Document excerpt ->

U.S. Pat. No. 4,263,787, issued to the assignee hereof, entitled "Expansion Device with Adjustable Refrigerant Throttling" which issued Apr. 28, 1981 to Albert A. Domingorena relates to an improvement of the device of the '898 patent which allows adjusting the diameter of the metering port without having to break into the refrigeration circuit of the system to change the piston.

Summing up the state of the prior art, thermostatic expansion valves, while being highly efficient in their operation and readily responsive to change in load upon the system to vary the flow of refrigerant to the evaporator, are complicated, expensive, and have drawbacks in certain applications. For this reason they are generally not employed in small applications. As a result, capillary tubes or other fixed orifice expansion devices are generally used in such small applications. Such devices are relatively inexpensive, however, as discussed above, they have operating limitations at both high and low ambient temperatures.

From the foregoing, it is evident that the need exists for a refrigerant expansion device which is inexpensive to manufacture and which is effective in performance over a wide range of operating conditions.

One approach to solving this problem has been to design a refrigerant flow metering device which has a flow metering passage which varies in cross-section in response to changes between the high and low side pressures in the refrigeration system. One such device is described in U.S. Pat. No. 4,341,090 entitled "Variable Orifice Metering" issued on Jul. 27, 1982.

Written instruction 1 -> In the patent background excerpt, why are thermostatic expansion valves generally not used in small applications?
Written instruction 2 -> Print everything in the patent background excerpt from "Summing up the" down to "low ambient temperatures.".

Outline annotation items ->
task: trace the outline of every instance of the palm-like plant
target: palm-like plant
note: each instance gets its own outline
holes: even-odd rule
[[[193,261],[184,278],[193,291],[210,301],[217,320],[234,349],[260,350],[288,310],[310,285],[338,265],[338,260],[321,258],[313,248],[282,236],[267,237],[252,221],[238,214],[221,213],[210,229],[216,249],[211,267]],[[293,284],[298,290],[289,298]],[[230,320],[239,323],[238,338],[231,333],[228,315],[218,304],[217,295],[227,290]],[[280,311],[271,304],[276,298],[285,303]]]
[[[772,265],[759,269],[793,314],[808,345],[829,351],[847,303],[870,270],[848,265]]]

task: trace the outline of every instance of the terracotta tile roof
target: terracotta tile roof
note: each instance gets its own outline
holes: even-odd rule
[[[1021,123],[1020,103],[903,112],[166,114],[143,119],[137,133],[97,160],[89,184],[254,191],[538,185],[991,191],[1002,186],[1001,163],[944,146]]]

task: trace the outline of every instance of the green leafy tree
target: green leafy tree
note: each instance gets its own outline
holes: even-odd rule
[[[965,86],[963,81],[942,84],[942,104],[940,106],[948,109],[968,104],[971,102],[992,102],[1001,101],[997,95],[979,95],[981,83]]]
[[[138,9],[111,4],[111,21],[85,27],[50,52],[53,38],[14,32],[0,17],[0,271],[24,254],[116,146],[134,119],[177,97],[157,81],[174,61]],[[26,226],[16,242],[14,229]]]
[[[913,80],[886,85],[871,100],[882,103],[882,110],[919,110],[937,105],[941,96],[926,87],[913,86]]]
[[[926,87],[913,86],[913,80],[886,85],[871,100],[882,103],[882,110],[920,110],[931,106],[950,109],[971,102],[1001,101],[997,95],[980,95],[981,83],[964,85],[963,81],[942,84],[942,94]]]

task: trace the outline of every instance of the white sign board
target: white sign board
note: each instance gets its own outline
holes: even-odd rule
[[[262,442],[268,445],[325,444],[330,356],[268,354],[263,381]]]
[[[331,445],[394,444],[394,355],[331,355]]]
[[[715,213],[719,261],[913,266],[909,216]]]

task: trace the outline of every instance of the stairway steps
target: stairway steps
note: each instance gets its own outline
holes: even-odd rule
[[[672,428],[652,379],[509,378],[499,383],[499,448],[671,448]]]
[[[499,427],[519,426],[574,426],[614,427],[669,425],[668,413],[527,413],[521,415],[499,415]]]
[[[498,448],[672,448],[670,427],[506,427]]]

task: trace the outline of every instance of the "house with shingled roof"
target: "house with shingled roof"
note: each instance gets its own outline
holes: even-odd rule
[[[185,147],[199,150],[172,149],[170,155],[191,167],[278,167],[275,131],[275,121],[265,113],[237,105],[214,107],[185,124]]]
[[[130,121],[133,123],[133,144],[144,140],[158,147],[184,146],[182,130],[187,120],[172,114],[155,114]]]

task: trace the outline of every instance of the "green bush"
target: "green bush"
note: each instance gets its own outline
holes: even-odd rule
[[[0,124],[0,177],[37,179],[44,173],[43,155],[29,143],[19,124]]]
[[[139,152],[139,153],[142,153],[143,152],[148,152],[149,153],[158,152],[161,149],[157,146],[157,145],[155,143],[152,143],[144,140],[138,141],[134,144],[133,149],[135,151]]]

Full solution 1 -> They are complicated and expensive, and they have drawbacks in certain applications.

Full solution 2 ->
Summing up the state of the prior art, thermostatic expansion valves, while being highly efficient in their operation and readily responsive to change in load upon the system to vary the flow of refrigerant to the evaporator, are complicated, expensive, and have drawbacks in certain applications. For this reason they are generally not employed in small applications. As a result, capillary tubes or other fixed orifice expansion devices are generally used in such small applications. Such devices are relatively inexpensive, however, as discussed above, they have operating limitations at both high and low ambient temperatures.